#### WHAT NEEDS TO BE DONE
Quote every one of the records below word for word.

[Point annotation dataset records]

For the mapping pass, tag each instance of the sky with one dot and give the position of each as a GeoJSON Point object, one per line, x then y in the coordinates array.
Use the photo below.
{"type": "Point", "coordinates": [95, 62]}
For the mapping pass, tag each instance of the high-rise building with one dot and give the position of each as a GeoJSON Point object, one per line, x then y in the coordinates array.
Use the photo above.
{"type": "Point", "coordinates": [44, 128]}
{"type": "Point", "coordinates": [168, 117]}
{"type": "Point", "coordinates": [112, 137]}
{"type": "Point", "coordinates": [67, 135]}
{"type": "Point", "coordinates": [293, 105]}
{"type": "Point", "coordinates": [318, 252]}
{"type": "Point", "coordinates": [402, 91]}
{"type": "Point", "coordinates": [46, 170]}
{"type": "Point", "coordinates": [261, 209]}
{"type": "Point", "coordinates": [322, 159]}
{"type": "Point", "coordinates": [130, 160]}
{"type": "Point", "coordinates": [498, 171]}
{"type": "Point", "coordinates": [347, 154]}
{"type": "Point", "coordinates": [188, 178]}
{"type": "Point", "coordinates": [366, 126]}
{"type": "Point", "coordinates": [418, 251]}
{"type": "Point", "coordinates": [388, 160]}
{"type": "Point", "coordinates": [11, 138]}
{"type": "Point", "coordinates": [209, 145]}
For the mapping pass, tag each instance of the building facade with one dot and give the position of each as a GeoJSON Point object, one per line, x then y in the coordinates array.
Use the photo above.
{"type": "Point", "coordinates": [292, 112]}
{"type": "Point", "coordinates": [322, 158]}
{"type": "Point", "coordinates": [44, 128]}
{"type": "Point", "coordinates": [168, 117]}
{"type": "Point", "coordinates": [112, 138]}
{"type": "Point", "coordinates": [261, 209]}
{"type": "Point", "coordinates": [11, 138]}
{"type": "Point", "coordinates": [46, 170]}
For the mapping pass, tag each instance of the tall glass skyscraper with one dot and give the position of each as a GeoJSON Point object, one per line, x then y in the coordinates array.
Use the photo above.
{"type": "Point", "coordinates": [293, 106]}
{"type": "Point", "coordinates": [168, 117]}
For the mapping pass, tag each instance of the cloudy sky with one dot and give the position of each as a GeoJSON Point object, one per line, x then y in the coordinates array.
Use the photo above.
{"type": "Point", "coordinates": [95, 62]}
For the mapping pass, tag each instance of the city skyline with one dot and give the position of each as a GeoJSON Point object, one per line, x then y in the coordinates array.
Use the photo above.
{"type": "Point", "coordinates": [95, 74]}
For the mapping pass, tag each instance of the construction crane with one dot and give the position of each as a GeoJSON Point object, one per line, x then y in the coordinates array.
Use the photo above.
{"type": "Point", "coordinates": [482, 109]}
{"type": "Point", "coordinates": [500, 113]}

#### ANSWER FOR THE TASK
For the mapping pass, tag each instance of the sky with one dot and give the position of each as a GeoJSON Point object, one per line, x then y in the coordinates array.
Use the photo below.
{"type": "Point", "coordinates": [95, 62]}
For the mapping pass, tag each instance of the high-rise building with one dot and give the position of each as a GeoJSON Point object, one per line, x then y in the coordinates array.
Use the photo above.
{"type": "Point", "coordinates": [44, 128]}
{"type": "Point", "coordinates": [168, 117]}
{"type": "Point", "coordinates": [112, 137]}
{"type": "Point", "coordinates": [67, 135]}
{"type": "Point", "coordinates": [293, 105]}
{"type": "Point", "coordinates": [318, 252]}
{"type": "Point", "coordinates": [402, 91]}
{"type": "Point", "coordinates": [46, 170]}
{"type": "Point", "coordinates": [261, 209]}
{"type": "Point", "coordinates": [322, 159]}
{"type": "Point", "coordinates": [130, 160]}
{"type": "Point", "coordinates": [498, 171]}
{"type": "Point", "coordinates": [347, 154]}
{"type": "Point", "coordinates": [188, 178]}
{"type": "Point", "coordinates": [366, 126]}
{"type": "Point", "coordinates": [418, 251]}
{"type": "Point", "coordinates": [388, 160]}
{"type": "Point", "coordinates": [11, 138]}
{"type": "Point", "coordinates": [209, 145]}
For the mapping pass, tag each instance of the building facade with one dot and give the position of each as a GeoJSON Point object, one per line, x then y in the coordinates array.
Use the photo above.
{"type": "Point", "coordinates": [292, 112]}
{"type": "Point", "coordinates": [322, 158]}
{"type": "Point", "coordinates": [44, 128]}
{"type": "Point", "coordinates": [168, 117]}
{"type": "Point", "coordinates": [112, 138]}
{"type": "Point", "coordinates": [261, 209]}
{"type": "Point", "coordinates": [11, 138]}
{"type": "Point", "coordinates": [46, 170]}
For the mapping pass, tag each instance of the tall glass skyscraper with one dot and give the position of each as a GeoJSON Point object, one per line, x then y in the coordinates array.
Use the photo above.
{"type": "Point", "coordinates": [293, 106]}
{"type": "Point", "coordinates": [168, 117]}
For the mapping pass, tag each instance of the cloudy sky with one dot and give the position of each as a GeoJSON Point object, one per line, x then y in the coordinates array.
Use the photo above.
{"type": "Point", "coordinates": [95, 62]}
For the mapping pass, tag each instance of the city skyline with one dot and give the position of each as a GeoJSON Point object, one per line, x then y in the coordinates array.
Use the photo above.
{"type": "Point", "coordinates": [95, 74]}
For the mapping pass, tag each instance of the construction crane with one dot and give the position of each as a GeoJSON Point object, one per line, x then y in the coordinates array.
Use the photo above.
{"type": "Point", "coordinates": [482, 109]}
{"type": "Point", "coordinates": [500, 113]}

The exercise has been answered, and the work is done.